* _Problem statement_: Render the entries from their first line through the line containing "Target: wood plank floor" as a numbered list, omitting blank lines.

[Object location annotation data]
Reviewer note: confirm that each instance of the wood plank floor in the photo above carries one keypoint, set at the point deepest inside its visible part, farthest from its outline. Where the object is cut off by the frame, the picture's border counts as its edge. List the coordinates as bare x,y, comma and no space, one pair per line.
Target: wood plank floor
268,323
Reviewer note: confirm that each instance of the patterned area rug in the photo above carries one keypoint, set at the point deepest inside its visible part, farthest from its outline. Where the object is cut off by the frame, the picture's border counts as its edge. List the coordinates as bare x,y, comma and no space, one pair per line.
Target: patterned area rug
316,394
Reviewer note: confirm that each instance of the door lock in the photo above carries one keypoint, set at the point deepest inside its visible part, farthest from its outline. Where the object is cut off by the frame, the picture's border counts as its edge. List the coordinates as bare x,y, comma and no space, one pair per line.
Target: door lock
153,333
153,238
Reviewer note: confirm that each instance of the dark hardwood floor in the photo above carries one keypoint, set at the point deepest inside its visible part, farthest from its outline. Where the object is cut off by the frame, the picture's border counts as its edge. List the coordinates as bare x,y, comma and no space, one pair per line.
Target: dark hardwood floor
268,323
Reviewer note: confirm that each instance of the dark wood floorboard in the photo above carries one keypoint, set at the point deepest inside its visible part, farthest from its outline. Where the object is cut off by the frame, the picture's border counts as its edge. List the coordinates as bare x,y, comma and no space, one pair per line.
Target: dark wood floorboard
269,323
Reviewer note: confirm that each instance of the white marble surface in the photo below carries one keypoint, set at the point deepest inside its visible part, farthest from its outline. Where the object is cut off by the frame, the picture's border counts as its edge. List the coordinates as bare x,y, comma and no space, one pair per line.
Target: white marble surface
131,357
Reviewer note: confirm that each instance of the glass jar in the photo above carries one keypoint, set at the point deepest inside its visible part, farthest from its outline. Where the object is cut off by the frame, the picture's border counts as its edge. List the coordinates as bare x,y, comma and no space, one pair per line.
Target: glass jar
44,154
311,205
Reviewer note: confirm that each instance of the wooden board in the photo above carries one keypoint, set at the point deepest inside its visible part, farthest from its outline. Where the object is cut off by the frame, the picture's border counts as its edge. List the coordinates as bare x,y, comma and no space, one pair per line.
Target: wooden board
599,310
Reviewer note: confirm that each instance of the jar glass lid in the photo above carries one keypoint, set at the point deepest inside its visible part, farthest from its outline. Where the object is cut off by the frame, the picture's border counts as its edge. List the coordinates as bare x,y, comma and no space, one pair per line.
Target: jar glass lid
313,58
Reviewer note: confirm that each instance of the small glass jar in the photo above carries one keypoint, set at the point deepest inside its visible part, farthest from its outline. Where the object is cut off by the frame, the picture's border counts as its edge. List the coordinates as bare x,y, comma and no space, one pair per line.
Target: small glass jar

* _Final result_:
1. Reviewer note: confirm that each instance of the wood plank floor in the photo above carries one keypoint, set at the point deepest inside its visible part, farthest from its outline. Where the object is cut off by the frame, the picture's border counts as its edge. List the coordinates as bare x,y, comma and no space, one pair per line.
2. Target: wood plank floor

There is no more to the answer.